■ What to produce: Return each record unchanged and drop the images.

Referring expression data
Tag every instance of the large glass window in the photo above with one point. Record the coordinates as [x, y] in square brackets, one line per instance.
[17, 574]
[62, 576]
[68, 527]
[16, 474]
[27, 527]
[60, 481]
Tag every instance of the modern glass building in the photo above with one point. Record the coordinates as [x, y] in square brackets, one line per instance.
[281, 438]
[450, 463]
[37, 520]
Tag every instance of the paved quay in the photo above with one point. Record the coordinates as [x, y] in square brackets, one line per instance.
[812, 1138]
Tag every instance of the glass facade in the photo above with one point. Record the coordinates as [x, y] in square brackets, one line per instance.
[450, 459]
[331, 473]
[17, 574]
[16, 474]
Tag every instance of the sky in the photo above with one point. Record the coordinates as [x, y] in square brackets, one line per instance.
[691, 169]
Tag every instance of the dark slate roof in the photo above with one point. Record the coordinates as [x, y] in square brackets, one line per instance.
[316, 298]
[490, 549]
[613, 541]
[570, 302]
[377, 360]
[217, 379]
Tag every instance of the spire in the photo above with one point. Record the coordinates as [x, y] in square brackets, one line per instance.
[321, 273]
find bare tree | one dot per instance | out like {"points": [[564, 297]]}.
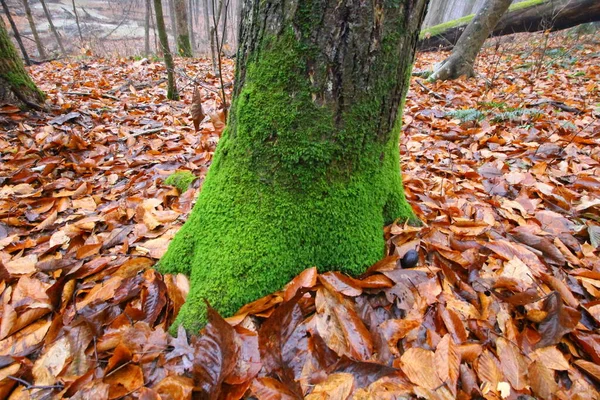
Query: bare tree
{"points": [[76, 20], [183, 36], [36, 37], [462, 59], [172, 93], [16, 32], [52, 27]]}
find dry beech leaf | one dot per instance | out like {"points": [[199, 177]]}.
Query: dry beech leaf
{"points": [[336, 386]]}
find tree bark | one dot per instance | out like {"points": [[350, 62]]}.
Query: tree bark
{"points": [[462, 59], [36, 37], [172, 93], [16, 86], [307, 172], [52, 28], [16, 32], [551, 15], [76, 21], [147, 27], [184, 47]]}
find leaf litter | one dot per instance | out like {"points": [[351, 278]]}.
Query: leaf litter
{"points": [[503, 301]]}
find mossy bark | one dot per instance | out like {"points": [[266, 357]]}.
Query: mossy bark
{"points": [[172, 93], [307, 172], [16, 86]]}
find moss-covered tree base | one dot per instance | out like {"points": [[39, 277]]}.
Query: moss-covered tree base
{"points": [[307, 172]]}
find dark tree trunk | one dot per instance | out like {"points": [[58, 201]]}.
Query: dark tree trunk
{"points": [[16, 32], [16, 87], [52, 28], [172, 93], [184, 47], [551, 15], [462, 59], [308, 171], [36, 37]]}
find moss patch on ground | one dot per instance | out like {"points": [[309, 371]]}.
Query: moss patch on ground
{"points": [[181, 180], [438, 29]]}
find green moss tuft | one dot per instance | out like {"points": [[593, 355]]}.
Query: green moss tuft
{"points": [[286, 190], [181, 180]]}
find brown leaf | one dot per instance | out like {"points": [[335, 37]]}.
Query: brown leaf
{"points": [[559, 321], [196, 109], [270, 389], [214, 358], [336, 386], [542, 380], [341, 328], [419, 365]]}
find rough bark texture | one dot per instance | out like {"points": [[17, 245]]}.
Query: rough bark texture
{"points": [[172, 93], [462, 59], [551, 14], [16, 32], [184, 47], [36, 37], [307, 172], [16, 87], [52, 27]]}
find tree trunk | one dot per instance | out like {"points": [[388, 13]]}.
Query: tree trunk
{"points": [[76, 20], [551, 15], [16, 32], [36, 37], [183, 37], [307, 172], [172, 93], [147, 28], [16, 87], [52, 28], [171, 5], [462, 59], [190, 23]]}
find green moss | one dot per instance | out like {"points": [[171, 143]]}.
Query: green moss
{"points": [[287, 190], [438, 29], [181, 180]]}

■ Answer to this problem:
Tag every instance of the large glass window in the photo above with one point. Record the coordinates as [x, y] in square brackets, one line per instance.
[17, 574]
[62, 576]
[68, 527]
[16, 474]
[27, 527]
[60, 481]
Tag every instance of the modern glass building in the photo above with one point. Record the coordinates as [x, y] in square brackets, one line per instance.
[281, 438]
[450, 463]
[37, 520]
Tag every instance of the paved quay in the photo above with one point. Record the coordinates as [x, y] in square brackets, one line per instance.
[812, 1138]
Tag every instance of the glass facade in the photo above with one point. Record the coordinates as [x, y] in square brackets, one line per instance.
[450, 459]
[331, 473]
[17, 574]
[16, 474]
Tag every instance of the sky in the photo above with one point. Record the coordinates as [x, y] in square brackets, one line per instance.
[691, 169]
Tag every instance of the dark slate roof in the photo above with one point. Record the coordinates as [x, y] in square brackets, one line per instance.
[316, 298]
[490, 549]
[613, 541]
[570, 302]
[377, 360]
[217, 379]
Tag every instance of the spire in the photo above with one point. Record the coordinates as [x, y] in square brackets, one line per instance.
[321, 273]
find bare tree | one dot per instance | out like {"points": [[564, 297]]}.
Query: bare tree
{"points": [[76, 20], [183, 36], [36, 37], [462, 59], [172, 93], [16, 32], [52, 27]]}
find dry beech leaf | one dot per instance | out like {"points": [[199, 177]]}.
Query: dry beech leaf
{"points": [[336, 386]]}
find tree bark | one dot per instance | out like {"points": [[350, 62]]}.
Query: tree bark
{"points": [[462, 59], [36, 37], [172, 93], [16, 86], [307, 172], [52, 28], [16, 32], [551, 15], [76, 21], [147, 27], [184, 47]]}
find leaf litter | one dot per instance | out like {"points": [[351, 278]]}.
Query: leaf litter
{"points": [[503, 301]]}
find mossy bark | one dot per instance | out like {"points": [[266, 357]]}.
Query: mossy bark
{"points": [[172, 93], [307, 172], [16, 86]]}
find moss-covered tree base | one dot per instance | out like {"points": [[39, 277]]}.
Query: moss-covered tree base
{"points": [[307, 172]]}
find dark tree trunk | one dot per instance | out like {"points": [[58, 201]]}.
Query: dark tree trunk
{"points": [[16, 32], [16, 87], [52, 28], [172, 93], [184, 47], [551, 15], [462, 59], [308, 171], [36, 37]]}
find moss patch on ground | one dot per instance | out like {"points": [[309, 371]]}.
Query: moss patch on ground
{"points": [[181, 180], [438, 29]]}
find green moss tuft | one dot per instance | out like {"points": [[593, 355]]}.
Query: green moss tuft
{"points": [[286, 190], [181, 180]]}
find brown leaf | one dot per instance | out like {"points": [[335, 37]]}.
Query: brown leaf
{"points": [[559, 321], [196, 109], [270, 389], [214, 358], [336, 386], [542, 380], [341, 328], [419, 365]]}
find rough bark texture | one dot per instance | out like {"points": [[17, 245]]}.
Query: rough bark texture
{"points": [[172, 93], [462, 59], [551, 14], [16, 32], [184, 47], [36, 37], [307, 172], [16, 87], [52, 27]]}
find tree trunk | one dot per instance | out like {"points": [[388, 13]]}.
Query: tree trunk
{"points": [[76, 20], [551, 15], [16, 32], [36, 37], [183, 37], [307, 172], [172, 93], [147, 28], [16, 87], [52, 28], [171, 5], [462, 59], [190, 23]]}
find green moss | one dot per instance | out like {"points": [[171, 143]]}.
Query: green moss
{"points": [[287, 190], [438, 29], [181, 180]]}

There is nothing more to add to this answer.